What the exercise asks:
Can you continue the Edwin Andersson biography, starting right after its last sentence?

Edwin Andersson

Personal information
- Full name: Edwin Samuel Andersson
- Date of birth: 7 November 2003 (age 22)
- Place of birth: Lerum, Sweden
- Position: Left winger

Youth career
- 2010–2016: Lerum
- 2016–2020: IFK Göteborg
- 2020–2022: Chelsea
- 2022–2024: Stoke City

International career^{‡}
- Years: Team / Apps / (Gls)
- 2018: Sweden U15 / 4 / (0)
- 2019: Sweden U16 / 5 / (0)
- 2019: Sweden U17 / 3 / (3)
- 2021: Sweden U18 / 2 / (0)
- 2021–: Sweden U19 / 2 / (0)

= Edwin Andersson =

Swedish footballer

Edwin Andersson (born 7 November 2003) is a Swedish professional footballer who plays as a left winger.

==Early life==
Born in Lerum, Västergötland, Edwin Andersson started playing football in his hometown club as a six year old, before joining the IFK Göteborg Academy four years later.

Raw data:
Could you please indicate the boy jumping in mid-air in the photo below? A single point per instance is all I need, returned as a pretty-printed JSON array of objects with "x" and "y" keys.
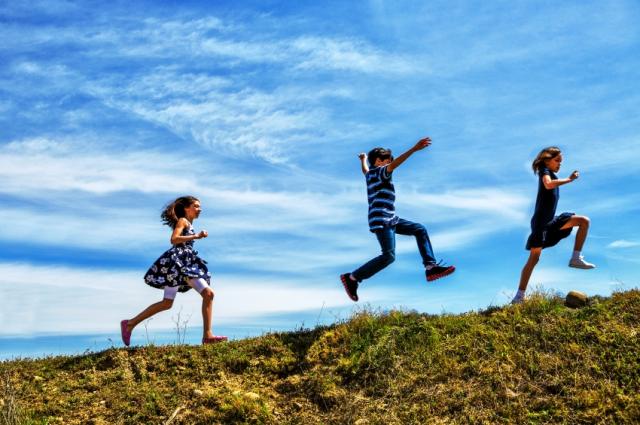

Result of this exercise:
==Club career==
Soon proving to be one of the academy and Swedish football's brightest prospects, along the likes of Jesper Tolinsson, Andersson was linked to several big European clubs, making a trial at Manchester United in 2018, but eventually signing for the Chelsea Academy, that he effectively joined soon after he turned 16.

First playing with Chelsea's under-18, he began regularly scoring goals and delivering assist for his team in the FA Youth Cup and the U18 Premier League, whilst also playing the UEFA Youth League during the 2021–22 season, most notably delivering a total of three assists in the two games against the Swedish champions of Malmö. In October 2021, he also made his EFL Trophy debut against Cheltenham. On 12 August 2022, Andersson announced his departure from Chelsea.

Andersson joined Stoke City on 15 August 2022 linking up with their under-21 team.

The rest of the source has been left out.